Write out the listing below again, precisely as it is given.
+===+
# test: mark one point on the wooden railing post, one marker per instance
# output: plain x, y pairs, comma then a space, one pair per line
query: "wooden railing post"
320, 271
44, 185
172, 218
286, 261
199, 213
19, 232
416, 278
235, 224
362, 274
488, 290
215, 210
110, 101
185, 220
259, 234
+===+
## Answer space
# test: mark one point on the wooden railing post, one marker per instance
# output: plain x, y pairs, comma then a space, one pair per line
query: "wooden railing post"
320, 271
44, 185
172, 218
286, 261
199, 213
19, 232
416, 278
235, 224
362, 274
488, 290
215, 210
110, 101
185, 220
259, 234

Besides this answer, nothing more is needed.